QUOTED PASSAGE:
Multiplayer Game Models

The term, multiplayer games, includes a range of back-end game server (defined below) complexities.  This post outlines the different types of multiplayer game models.

For purposes of this document:

  • Multiplayer game means any game where more than one player is involved in some form of competitive play, or non-competitive, interactive play (such as in Second Life).
  • A client is the software that runs or displays on a player’s computer, handheld device, smart phone, or similar device.
  • A server (back-end game server) is a computer (or set of computing related devices), accessed over the Internet, whether by landline or wireless connection, that either runs a game for multiple users or tracks game play and related information for multiple users.
  • A synchronous game is one where play between players is organized around a schedule requiring play at the same time.  An asynchronous game is one where play is independent of when other players play.
  • A sequential game is one where the game is based on turns following a set of rules governing the interactions.  A player may only act within the game when it is that player’s turn.  A non-sequential game is one where the game does not require interaction between players in any defined order.  The difference here is between “turn-based games” and games where players’ actions are not limited by turns.

A game on a client may run as an application.  This is a downloaded software application that must be installed on the client device.  A game on a client may also be presented to the player in a web browser, most commonly using Flash technology from Adobe.  There are other client presentation models such as Shockwave and as on iPhones.

There also is a different server model, as is commonly found on game consoles such as PlayStation and X-Box.  These systems support multiplayer games using the “host” console as the server.  That is, multiple players are able to interact over the Internet, using each player’s console as the clients, and using the console of the player who hosts the specific game instance as the server.  Even in this model, a central server is required to advertise and communicate game instance availability.

In general, multiplayer games require coordination by a server amongst the various participating players.  A prerequisite for such interaction of players using a central server is that the players have all registered an account.  The different models will be described, referencing games that are generally known as examples.

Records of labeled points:

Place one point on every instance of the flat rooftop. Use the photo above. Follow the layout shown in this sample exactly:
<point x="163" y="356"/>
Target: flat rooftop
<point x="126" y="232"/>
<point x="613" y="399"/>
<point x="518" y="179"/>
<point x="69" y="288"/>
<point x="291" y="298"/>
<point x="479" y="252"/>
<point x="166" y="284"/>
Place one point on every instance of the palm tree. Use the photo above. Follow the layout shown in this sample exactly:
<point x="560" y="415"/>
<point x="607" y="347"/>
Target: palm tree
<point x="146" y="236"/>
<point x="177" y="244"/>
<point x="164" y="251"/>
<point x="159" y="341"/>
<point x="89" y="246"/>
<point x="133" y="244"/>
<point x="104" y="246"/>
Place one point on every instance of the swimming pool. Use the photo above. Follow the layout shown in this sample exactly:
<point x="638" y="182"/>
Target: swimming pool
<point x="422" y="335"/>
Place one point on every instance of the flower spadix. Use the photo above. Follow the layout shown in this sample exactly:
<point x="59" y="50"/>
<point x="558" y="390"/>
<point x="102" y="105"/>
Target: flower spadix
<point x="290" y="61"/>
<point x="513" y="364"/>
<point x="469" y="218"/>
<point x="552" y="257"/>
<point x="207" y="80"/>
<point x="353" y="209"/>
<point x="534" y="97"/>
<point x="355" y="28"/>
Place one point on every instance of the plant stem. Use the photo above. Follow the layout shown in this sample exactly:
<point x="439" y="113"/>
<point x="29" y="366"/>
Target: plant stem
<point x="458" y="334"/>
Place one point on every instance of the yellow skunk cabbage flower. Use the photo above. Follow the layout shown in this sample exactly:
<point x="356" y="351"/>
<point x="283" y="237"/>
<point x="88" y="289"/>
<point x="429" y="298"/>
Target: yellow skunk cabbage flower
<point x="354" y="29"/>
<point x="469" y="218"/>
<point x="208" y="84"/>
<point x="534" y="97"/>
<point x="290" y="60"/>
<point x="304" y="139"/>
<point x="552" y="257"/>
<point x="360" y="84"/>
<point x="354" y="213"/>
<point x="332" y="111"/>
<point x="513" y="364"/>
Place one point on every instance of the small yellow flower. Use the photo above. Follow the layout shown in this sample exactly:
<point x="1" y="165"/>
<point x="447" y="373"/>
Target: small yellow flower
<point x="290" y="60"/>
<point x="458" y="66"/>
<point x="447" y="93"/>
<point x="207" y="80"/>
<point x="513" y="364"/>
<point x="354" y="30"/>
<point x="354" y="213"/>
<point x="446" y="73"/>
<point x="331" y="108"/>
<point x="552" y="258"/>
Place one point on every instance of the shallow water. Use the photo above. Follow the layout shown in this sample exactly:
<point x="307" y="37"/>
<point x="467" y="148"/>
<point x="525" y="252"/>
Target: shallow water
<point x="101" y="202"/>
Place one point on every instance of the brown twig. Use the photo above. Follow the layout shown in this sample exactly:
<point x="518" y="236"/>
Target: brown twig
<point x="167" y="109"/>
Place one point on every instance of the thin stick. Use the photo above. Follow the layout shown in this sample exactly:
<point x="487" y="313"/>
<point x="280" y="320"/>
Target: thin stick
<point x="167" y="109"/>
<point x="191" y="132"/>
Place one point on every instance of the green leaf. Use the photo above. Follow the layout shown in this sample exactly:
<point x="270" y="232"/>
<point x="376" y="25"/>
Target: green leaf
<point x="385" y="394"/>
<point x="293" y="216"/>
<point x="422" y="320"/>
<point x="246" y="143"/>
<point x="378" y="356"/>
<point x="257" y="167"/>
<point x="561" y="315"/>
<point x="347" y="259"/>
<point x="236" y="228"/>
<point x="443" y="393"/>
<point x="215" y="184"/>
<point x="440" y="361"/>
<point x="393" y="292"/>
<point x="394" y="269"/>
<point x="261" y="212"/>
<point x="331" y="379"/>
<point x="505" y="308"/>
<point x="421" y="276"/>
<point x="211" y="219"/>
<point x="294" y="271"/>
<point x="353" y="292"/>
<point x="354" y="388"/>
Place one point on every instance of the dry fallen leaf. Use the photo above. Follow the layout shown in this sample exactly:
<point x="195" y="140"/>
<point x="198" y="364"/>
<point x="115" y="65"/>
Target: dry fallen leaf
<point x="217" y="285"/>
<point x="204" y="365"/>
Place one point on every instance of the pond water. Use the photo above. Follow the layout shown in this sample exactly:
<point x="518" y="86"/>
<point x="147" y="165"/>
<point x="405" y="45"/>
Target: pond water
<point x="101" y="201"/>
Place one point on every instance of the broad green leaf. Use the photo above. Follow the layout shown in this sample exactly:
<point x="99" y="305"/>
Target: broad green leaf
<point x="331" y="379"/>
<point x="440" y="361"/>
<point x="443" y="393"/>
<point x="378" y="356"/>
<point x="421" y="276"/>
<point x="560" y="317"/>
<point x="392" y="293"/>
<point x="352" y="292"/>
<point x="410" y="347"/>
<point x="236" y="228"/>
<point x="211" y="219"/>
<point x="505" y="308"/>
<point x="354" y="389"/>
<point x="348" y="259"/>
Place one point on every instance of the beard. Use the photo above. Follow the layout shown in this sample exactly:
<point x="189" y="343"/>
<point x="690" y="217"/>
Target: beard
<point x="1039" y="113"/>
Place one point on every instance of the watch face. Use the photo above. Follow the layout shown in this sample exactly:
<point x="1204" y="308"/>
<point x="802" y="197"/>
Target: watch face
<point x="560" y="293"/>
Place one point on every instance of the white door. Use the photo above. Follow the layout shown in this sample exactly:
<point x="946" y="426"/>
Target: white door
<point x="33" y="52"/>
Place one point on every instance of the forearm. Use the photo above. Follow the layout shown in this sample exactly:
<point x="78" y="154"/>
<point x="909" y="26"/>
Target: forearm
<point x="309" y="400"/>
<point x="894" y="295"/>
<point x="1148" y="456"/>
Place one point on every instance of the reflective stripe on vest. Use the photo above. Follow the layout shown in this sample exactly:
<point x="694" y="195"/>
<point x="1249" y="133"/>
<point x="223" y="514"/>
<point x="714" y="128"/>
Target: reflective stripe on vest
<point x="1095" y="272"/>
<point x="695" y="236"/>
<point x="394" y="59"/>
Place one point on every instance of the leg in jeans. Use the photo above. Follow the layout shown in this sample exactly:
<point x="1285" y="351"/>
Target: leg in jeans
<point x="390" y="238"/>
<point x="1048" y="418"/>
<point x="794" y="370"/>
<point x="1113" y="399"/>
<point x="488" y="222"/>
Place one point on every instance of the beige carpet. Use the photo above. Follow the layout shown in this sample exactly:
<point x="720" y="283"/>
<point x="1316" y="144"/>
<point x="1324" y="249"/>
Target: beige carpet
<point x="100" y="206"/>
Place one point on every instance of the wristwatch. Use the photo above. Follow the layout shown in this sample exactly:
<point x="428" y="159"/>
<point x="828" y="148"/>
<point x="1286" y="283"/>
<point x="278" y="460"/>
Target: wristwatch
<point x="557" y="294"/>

OBJECTIVE A: Sum up the post on multiplayer game models in two sentences.
OBJECTIVE B: From the post on multiplayer game models, return the passage from "The term, multiplayer" to "multiplayer game models.", copied word for word.

COMPLETE RESPONSE A: The post outlines the different types of multiplayer game models and defines terms such as multiplayer game, client, server, synchronous and asynchronous games, and sequential and non-sequential games. It explains that a client may run a game as an installed application or in a web browser, that consoles can use a host player's console as the server, and that multiplayer games generally require a server to coordinate players who have all registered an account.

COMPLETE RESPONSE B:
The term, multiplayer games, includes a range of back-end game server (defined below) complexities.  This post outlines the different types of multiplayer game models.